Sichere Identitäten als Fundament digitaler Souveränität

In Zeiten fortschreitender Digitalisierung kommt dem Nachweis der Vertrauenswürdigkeit von Personen, Institutionen sowie Sensoren/Gütern eine steigene Bedeutung zu. Die Metropolregion Rhein-Neckar und der Wissenschaftscampus Speyer rücken diesbezüglich die Schnittstellen von Wirtschaft und Verwaltung in den Fokus.

Die fortschreitende Digitalisierung und Vernetzung eröffnet in Wirtschaft und Gesellschaft bedeutende Effizienz- und Gestaltungspotenziale. Die Erschließung dieser Potenziale setzt jedoch eine flächendeckende Verfügbarkeit, umfassende Bekanntheit sowie breite Nutzung sicherer digitaler Identitäten voraus. Nur so werden sich vertrauenswürdige Prozesse und Wertschöpfungsketten vollständig digital abwickeln lassen. Die dafür notwendigen rechtlichen und technischen Rahmenbedingungen sind europaweit inzwischen fast vollständig gegeben. Daher hat der Bund (federführend durch das Bundesministerium für Wirtschaft und Energie, BMWi) 2019 eine bundesweite Initiative gestartet, um die vielfältigen Potenziale sicherer digitaler Geschäftsprozesse für Bürger und Unternehmen zielgerichtet zu erschließen und – darauf aufbauend – zusätzliche Innovationen zu befördern (digitale Souveränität).

| ARBEITSAUFTRAG |
Übertragen Sie den folgenden Satz aus dem Text über sichere digitale Identitäten ins Englische: „Nur so werden sich vertrauenswürdige Prozesse und Wertschöpfungsketten vollständig digital abwickeln lassen.“

Auszüge aus Pointing-Datensätzen:
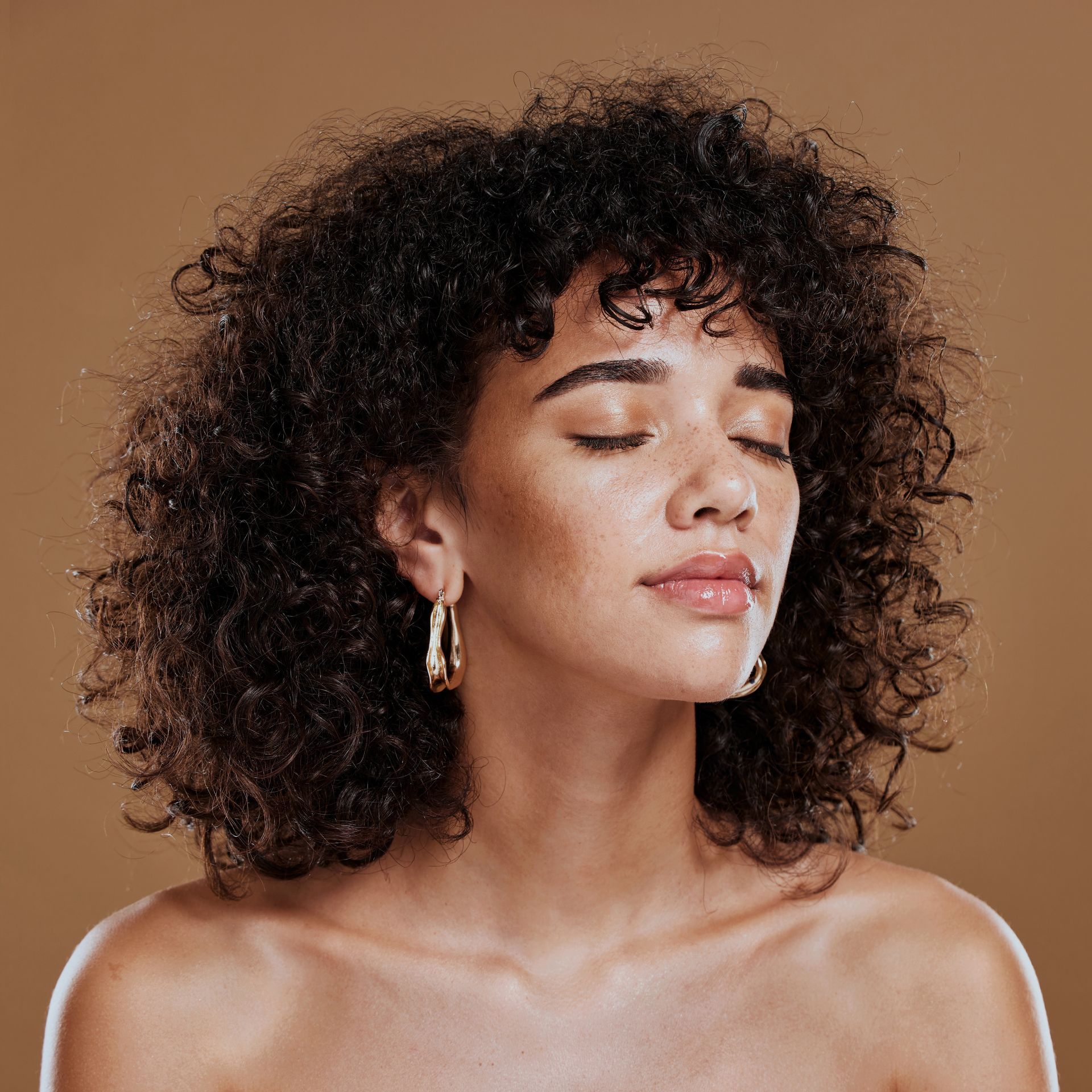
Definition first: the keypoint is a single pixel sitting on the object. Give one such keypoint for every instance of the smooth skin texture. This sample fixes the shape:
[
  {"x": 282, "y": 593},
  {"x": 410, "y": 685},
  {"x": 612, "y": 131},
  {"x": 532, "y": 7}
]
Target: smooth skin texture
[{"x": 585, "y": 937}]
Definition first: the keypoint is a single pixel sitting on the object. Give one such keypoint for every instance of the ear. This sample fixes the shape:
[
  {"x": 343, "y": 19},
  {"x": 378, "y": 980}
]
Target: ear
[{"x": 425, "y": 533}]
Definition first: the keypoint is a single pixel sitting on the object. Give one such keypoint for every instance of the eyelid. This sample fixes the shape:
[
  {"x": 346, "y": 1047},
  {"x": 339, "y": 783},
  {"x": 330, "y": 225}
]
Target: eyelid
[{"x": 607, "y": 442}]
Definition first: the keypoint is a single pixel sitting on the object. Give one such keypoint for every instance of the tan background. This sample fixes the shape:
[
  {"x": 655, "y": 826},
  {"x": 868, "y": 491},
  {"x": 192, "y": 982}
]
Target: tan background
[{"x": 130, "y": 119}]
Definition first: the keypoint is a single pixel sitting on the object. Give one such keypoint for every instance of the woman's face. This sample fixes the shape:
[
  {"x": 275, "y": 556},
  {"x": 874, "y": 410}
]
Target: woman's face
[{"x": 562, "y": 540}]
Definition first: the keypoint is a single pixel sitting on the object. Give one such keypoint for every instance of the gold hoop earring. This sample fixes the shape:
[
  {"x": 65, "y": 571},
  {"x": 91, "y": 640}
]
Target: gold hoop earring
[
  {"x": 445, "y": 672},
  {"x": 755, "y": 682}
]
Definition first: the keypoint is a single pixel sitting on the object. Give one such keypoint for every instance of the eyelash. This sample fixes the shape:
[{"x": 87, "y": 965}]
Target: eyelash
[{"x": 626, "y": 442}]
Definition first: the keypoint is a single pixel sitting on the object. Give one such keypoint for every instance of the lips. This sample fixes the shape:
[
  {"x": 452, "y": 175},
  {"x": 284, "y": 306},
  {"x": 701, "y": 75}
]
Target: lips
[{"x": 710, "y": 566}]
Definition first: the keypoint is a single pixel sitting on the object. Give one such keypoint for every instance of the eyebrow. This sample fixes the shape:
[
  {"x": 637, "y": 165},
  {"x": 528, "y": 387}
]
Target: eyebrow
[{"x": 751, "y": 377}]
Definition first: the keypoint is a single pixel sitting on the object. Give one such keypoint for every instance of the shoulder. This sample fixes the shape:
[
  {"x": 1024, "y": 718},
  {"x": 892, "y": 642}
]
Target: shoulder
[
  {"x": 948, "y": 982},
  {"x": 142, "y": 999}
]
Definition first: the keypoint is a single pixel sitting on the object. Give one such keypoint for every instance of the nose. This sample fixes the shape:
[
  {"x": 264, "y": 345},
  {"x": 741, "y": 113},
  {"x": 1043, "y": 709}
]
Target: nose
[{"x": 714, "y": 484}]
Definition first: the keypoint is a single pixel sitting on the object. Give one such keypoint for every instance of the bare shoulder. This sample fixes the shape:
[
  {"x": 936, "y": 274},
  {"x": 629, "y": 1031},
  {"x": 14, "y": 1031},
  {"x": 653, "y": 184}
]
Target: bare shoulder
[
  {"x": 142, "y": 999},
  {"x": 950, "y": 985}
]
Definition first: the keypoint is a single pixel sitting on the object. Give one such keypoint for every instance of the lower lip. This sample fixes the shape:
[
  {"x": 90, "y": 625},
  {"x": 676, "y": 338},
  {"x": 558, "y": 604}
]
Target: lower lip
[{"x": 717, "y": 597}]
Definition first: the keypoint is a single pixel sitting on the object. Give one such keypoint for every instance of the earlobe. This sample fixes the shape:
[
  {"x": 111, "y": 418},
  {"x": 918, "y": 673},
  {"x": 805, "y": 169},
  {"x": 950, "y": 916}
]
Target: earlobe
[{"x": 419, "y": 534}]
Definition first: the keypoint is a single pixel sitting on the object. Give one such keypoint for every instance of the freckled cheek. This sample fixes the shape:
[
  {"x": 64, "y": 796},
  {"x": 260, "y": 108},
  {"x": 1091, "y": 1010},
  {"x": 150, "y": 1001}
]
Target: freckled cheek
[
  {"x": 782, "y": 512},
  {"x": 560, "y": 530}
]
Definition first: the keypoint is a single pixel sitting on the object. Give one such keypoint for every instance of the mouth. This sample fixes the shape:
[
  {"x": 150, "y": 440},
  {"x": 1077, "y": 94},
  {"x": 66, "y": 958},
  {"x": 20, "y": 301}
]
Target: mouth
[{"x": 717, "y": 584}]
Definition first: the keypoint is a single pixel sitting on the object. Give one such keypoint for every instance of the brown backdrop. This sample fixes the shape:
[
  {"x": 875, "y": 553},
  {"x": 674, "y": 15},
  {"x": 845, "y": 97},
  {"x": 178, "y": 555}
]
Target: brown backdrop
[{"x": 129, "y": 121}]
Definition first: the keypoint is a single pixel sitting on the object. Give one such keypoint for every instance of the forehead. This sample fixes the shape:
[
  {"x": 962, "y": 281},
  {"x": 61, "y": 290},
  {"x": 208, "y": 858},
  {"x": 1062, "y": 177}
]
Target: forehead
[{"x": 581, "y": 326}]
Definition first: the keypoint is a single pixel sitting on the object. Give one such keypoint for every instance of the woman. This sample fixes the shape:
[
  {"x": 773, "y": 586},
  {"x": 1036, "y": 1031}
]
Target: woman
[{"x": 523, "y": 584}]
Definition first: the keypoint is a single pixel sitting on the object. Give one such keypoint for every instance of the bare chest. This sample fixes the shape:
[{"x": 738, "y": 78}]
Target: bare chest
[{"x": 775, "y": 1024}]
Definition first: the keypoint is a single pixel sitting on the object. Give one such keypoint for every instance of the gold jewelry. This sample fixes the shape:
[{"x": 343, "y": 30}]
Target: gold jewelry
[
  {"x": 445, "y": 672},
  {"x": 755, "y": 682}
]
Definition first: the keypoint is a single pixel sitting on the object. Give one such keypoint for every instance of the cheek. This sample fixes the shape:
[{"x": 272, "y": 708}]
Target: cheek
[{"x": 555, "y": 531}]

| LÖSUNG |
Only in this way will trustworthy processes and value chains be able to be carried out entirely digitally.